YOUR GOAL: From the line that includes "Report one point per instance of the door window" to the last line of the records, inclusive, repeat each line exactly.

Position identification records:

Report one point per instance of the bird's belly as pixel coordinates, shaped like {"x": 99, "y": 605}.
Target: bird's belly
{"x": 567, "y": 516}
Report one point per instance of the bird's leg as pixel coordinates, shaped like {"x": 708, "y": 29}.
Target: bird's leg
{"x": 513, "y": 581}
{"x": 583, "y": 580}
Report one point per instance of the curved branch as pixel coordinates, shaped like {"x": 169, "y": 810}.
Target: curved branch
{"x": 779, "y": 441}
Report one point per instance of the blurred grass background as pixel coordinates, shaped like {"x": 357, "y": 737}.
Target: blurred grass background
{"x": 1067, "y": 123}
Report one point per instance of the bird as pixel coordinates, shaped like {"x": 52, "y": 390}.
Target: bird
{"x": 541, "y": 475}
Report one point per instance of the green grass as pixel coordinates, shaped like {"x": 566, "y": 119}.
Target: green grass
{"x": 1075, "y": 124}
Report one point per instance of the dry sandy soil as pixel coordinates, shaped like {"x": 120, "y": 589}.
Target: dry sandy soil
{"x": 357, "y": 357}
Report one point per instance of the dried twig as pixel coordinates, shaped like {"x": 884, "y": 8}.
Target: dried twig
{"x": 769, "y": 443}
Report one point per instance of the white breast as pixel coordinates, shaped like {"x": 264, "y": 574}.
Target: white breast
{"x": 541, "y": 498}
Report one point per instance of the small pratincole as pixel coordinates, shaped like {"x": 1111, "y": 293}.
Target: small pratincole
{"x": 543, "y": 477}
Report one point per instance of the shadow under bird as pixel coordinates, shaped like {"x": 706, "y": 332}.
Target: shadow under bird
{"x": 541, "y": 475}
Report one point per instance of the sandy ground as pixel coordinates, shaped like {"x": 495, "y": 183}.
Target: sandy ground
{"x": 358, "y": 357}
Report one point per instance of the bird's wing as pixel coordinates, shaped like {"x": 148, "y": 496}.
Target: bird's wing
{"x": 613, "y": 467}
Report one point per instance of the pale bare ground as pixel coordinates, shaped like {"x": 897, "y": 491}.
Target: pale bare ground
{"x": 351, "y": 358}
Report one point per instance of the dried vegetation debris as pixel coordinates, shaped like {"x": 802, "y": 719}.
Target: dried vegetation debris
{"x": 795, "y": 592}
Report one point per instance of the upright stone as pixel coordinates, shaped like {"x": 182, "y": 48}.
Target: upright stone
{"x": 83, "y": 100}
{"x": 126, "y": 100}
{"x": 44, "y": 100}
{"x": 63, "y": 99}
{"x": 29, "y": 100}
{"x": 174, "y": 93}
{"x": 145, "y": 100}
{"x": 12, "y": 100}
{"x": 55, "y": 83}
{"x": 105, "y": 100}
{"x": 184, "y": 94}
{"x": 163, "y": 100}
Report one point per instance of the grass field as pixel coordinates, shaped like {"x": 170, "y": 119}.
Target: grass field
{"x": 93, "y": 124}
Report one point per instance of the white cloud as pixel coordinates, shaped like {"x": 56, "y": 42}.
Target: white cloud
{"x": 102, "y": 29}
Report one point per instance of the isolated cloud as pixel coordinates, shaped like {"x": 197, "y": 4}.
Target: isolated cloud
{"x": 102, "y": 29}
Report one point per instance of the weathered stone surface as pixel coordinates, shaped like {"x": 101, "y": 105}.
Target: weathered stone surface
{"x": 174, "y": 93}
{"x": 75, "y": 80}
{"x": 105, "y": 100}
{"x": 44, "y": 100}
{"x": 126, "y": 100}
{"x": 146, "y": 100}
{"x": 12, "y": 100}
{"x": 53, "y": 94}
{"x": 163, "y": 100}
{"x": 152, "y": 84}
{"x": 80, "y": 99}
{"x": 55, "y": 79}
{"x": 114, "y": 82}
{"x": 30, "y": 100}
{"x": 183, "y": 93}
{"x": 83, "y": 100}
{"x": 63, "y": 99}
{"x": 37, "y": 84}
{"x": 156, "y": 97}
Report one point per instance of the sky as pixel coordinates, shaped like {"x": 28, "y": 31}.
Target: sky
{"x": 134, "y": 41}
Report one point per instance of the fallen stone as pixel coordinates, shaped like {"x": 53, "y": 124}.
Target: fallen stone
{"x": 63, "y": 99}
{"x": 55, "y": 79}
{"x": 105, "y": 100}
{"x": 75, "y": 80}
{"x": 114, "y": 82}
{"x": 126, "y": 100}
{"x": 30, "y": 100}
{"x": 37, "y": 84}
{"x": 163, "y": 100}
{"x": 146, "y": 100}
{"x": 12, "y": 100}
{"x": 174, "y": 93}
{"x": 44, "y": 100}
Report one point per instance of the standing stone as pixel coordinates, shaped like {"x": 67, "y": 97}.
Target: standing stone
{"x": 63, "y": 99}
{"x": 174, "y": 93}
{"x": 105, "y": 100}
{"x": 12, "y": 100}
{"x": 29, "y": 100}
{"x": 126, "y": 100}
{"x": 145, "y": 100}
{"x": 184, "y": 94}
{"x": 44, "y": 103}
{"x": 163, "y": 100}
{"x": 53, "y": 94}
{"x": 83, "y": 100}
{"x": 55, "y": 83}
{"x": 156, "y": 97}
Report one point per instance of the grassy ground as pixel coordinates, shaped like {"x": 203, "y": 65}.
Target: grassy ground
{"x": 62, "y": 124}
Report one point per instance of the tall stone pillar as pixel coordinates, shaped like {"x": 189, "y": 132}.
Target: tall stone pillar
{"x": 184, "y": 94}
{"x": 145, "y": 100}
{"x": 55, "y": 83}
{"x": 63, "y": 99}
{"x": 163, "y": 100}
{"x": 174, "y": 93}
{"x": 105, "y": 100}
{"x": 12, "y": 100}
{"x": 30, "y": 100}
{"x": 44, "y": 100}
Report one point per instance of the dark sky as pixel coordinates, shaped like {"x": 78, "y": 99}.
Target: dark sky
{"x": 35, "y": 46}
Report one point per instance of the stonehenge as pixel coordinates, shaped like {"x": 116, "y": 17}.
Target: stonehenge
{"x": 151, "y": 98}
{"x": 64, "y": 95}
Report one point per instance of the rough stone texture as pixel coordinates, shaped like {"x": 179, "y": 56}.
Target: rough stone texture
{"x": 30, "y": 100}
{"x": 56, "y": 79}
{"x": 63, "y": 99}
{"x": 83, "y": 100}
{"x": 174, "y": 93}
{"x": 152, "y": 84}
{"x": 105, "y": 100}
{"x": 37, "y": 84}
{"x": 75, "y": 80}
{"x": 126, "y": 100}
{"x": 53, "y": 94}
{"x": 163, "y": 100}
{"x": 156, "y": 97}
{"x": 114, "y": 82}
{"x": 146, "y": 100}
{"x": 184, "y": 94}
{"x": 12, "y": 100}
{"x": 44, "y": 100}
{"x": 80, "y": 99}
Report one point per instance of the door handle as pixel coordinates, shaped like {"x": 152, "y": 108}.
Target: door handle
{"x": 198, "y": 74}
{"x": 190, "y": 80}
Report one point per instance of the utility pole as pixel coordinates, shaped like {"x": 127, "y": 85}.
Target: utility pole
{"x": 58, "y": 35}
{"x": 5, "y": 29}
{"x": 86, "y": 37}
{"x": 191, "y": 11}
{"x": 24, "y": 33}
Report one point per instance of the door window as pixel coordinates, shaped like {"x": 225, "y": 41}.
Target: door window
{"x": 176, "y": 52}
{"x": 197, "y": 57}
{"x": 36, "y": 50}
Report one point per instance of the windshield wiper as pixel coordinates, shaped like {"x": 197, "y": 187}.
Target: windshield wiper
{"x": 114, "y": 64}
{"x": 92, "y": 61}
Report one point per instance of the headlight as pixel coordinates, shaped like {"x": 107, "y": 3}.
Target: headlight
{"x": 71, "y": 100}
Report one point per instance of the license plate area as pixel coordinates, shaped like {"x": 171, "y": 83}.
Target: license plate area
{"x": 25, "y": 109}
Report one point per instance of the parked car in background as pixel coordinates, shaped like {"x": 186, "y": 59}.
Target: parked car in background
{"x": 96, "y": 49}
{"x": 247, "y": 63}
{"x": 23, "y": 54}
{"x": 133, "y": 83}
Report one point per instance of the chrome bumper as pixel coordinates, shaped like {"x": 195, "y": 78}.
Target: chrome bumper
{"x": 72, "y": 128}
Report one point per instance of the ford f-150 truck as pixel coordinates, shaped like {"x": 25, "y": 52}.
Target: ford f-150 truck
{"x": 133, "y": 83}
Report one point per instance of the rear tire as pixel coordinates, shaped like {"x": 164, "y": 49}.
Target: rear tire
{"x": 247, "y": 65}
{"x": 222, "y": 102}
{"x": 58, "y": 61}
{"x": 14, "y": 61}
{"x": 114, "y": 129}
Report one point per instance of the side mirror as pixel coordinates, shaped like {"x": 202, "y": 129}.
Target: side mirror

ANSWER TO THE PROBLEM:
Report one point per instance of the door window as pixel coordinates, shaped like {"x": 225, "y": 41}.
Target: door window
{"x": 176, "y": 52}
{"x": 197, "y": 57}
{"x": 36, "y": 50}
Report one point per instance of the windshield wiper as pixel coordinates, shaped like {"x": 197, "y": 187}.
Target: windshield wiper
{"x": 114, "y": 64}
{"x": 92, "y": 61}
Report one point per instance of the headlight as pixel coordinates, shaped like {"x": 107, "y": 3}.
Target: headlight
{"x": 71, "y": 100}
Report one point per instance of the license plate area as pixel coordinates, shaped like {"x": 171, "y": 83}.
Target: license plate area
{"x": 25, "y": 109}
Report one point per instance of the parked car in background as pixel coordinates, shaped like {"x": 186, "y": 59}.
Target: parked car in background
{"x": 96, "y": 49}
{"x": 247, "y": 63}
{"x": 23, "y": 54}
{"x": 133, "y": 83}
Report one point per instance of the chrome bumper as pixel coordinates, shaped like {"x": 195, "y": 78}.
Target: chrome bumper
{"x": 72, "y": 128}
Report one point per instance of the ford f-150 truck as pixel coordinates, shaped like {"x": 25, "y": 52}.
Target: ford f-150 truck
{"x": 133, "y": 83}
Report one point per instance of the rear tire as pixel coordinates, shaped like {"x": 164, "y": 49}.
Target: rear tire
{"x": 247, "y": 65}
{"x": 222, "y": 102}
{"x": 58, "y": 61}
{"x": 14, "y": 61}
{"x": 114, "y": 129}
Report one point per instance of the side mirror as pixel coordinates, shaped like {"x": 202, "y": 129}.
Target: side mirror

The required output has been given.